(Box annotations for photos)
• • • •

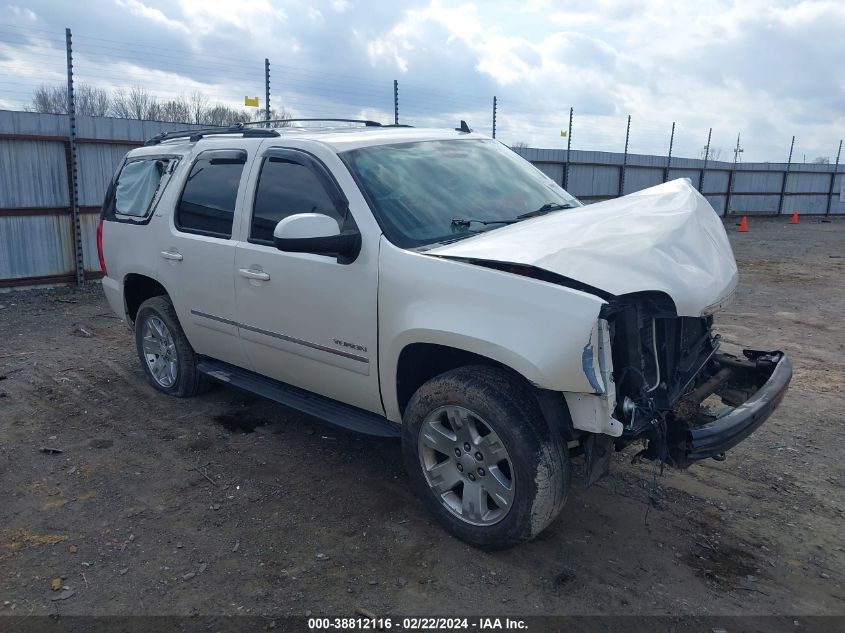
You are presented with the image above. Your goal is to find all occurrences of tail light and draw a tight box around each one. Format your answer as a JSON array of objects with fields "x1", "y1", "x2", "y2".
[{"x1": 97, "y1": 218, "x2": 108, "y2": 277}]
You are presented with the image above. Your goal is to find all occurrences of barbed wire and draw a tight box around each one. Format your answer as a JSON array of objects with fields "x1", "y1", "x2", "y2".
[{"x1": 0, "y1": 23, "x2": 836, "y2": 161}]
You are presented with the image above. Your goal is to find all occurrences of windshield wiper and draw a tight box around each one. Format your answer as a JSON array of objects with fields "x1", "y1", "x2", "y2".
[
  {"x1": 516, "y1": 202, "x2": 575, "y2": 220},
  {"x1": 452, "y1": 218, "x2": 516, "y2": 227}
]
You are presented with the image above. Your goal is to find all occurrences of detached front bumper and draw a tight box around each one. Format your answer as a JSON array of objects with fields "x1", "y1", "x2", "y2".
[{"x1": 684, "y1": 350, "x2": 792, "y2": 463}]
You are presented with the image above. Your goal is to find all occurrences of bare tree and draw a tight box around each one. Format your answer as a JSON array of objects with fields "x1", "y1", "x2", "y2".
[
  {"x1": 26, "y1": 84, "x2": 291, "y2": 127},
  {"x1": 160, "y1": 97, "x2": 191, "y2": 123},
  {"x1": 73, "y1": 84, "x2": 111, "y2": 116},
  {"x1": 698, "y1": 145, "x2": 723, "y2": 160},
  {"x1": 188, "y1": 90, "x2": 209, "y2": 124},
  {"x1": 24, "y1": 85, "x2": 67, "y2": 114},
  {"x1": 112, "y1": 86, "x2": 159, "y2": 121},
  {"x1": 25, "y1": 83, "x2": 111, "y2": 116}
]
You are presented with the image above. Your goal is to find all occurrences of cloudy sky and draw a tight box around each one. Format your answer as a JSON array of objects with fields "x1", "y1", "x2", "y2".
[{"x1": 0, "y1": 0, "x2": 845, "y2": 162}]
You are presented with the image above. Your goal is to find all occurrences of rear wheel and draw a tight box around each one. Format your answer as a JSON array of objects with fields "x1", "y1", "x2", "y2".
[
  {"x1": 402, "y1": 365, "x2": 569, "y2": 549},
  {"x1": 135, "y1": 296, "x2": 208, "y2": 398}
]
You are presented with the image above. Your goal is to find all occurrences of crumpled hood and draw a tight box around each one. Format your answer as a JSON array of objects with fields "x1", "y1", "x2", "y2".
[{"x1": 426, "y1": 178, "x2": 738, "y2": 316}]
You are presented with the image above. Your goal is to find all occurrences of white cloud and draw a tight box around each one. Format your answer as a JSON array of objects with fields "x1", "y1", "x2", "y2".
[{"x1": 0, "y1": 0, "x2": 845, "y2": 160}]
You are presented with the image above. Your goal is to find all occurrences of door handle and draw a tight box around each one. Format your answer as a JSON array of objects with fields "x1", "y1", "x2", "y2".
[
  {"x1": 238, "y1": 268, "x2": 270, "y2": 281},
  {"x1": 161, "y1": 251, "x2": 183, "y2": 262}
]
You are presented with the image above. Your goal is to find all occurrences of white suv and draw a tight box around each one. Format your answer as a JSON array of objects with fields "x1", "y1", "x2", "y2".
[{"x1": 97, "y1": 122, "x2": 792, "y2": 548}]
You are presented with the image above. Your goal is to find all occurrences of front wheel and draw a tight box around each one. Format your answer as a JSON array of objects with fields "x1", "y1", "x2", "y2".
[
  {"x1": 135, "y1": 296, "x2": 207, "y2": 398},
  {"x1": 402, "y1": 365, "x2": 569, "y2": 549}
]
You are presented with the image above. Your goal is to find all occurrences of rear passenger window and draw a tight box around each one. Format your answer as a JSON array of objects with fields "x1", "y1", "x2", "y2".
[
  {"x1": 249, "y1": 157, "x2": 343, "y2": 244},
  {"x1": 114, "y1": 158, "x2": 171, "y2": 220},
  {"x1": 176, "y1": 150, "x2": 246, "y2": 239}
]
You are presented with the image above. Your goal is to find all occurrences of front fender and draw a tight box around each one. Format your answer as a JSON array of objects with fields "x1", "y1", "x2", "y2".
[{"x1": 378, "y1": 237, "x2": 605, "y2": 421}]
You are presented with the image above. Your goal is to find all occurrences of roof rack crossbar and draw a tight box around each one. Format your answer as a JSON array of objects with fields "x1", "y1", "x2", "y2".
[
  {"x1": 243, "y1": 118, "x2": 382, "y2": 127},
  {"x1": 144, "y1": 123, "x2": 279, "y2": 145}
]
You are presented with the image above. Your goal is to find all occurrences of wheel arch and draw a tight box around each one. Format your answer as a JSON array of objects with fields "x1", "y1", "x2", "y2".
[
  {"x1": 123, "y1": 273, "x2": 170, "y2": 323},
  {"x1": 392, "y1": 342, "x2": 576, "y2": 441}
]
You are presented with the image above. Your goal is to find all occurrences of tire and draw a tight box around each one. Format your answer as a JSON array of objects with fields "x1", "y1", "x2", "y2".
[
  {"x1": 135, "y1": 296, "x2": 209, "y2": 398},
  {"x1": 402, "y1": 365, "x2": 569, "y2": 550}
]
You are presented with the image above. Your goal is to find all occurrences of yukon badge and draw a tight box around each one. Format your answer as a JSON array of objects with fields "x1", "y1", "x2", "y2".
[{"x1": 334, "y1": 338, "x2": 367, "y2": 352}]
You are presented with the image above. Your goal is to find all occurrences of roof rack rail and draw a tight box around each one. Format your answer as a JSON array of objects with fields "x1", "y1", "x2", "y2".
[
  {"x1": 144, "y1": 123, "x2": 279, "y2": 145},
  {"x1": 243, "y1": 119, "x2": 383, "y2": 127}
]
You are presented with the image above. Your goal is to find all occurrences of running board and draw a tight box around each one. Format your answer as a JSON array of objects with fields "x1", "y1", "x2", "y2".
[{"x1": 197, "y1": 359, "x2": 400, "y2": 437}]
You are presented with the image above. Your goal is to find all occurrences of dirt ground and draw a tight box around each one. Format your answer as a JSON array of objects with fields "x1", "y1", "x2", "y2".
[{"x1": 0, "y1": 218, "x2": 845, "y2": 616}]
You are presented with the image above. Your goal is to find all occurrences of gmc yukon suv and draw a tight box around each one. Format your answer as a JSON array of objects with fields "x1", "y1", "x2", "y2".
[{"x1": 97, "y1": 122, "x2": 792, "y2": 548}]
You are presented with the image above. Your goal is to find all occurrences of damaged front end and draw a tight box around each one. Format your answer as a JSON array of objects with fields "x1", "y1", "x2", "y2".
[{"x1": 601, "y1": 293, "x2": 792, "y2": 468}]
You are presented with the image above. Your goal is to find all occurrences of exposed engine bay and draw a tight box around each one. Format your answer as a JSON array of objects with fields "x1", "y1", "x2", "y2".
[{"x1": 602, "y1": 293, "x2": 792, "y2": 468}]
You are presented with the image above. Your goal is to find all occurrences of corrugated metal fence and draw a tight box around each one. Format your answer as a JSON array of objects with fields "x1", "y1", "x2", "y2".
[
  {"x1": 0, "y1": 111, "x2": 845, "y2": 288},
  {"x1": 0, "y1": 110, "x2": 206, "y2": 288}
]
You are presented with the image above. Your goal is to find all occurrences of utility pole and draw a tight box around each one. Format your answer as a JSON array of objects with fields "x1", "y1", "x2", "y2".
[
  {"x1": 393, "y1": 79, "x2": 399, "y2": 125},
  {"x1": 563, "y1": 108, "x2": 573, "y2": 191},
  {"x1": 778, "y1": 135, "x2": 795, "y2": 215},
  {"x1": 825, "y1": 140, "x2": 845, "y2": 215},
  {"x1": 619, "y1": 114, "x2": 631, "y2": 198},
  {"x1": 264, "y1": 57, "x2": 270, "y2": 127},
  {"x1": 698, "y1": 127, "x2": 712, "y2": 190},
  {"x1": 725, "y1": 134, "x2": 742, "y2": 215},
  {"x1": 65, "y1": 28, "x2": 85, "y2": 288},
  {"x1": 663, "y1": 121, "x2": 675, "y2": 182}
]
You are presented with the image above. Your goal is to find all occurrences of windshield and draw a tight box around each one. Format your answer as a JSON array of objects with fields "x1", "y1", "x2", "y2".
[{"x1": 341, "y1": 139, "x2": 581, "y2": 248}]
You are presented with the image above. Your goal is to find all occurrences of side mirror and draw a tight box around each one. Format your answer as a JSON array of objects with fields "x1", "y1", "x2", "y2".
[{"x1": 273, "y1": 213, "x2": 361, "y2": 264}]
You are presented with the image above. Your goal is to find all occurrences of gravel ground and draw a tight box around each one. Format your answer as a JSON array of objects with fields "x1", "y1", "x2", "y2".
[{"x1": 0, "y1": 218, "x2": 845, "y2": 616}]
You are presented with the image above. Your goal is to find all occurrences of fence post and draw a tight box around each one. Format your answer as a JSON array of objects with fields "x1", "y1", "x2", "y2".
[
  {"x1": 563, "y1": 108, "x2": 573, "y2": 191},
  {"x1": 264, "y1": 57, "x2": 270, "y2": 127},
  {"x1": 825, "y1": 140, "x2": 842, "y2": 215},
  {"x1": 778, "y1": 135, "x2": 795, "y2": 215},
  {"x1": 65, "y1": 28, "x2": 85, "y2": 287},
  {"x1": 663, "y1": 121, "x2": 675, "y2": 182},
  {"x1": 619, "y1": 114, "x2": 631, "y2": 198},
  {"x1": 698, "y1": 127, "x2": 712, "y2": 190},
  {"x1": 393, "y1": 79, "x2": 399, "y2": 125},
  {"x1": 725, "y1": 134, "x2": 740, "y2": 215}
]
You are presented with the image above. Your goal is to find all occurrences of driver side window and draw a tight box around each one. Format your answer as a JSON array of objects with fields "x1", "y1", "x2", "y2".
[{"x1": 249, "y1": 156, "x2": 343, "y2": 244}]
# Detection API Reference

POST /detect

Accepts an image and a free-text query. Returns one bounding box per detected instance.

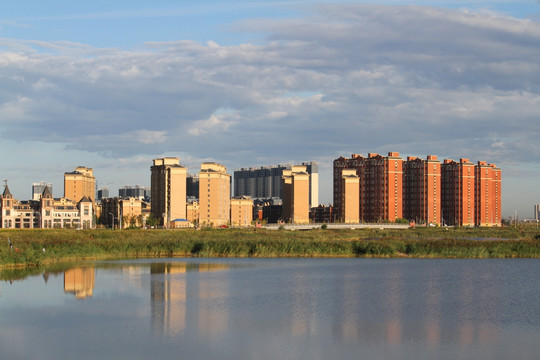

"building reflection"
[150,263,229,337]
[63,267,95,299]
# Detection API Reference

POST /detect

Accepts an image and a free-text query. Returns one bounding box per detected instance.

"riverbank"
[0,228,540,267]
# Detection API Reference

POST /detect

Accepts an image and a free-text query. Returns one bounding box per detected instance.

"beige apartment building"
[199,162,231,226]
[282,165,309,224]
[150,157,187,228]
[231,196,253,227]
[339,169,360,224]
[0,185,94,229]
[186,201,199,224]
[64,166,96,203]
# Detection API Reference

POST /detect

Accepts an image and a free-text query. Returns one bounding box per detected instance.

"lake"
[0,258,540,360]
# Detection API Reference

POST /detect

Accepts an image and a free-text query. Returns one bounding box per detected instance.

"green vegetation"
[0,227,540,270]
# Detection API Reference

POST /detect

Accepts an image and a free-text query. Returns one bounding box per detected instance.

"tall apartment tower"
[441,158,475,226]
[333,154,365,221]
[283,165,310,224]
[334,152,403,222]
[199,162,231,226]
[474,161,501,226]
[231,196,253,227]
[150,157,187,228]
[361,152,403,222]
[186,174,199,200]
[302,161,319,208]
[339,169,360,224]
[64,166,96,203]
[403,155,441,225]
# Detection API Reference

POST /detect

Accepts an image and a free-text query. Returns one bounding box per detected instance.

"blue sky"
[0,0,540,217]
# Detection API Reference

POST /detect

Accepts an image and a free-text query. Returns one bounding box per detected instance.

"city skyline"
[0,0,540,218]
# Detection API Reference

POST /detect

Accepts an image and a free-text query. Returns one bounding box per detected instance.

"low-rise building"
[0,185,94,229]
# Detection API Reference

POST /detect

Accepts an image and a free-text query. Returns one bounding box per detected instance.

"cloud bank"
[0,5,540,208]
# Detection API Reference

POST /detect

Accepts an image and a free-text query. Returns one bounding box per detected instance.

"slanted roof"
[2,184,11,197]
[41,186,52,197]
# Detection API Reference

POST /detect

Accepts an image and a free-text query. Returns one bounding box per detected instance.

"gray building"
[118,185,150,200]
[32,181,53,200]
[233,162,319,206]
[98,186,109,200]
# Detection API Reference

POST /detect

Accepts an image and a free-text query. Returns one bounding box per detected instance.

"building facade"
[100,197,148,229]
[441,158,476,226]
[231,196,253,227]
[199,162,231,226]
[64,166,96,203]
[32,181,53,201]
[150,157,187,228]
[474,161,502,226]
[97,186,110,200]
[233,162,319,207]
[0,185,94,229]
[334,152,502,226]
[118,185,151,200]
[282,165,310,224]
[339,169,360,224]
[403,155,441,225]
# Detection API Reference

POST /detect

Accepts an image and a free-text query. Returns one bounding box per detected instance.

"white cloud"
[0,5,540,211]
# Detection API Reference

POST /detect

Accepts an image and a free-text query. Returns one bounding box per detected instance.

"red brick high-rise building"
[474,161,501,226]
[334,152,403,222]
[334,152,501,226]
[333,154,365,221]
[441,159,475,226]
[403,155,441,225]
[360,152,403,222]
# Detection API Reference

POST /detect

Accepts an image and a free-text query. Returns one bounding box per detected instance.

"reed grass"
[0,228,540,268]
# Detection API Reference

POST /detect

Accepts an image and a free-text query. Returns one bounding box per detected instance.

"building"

• • • •

* _Instructions for the task_: Show each line of the records above that contains the word "apartment". Treat uppercase and lowercase letters as different.

* _Result_:
"beige apartment building"
"tall apartment tower"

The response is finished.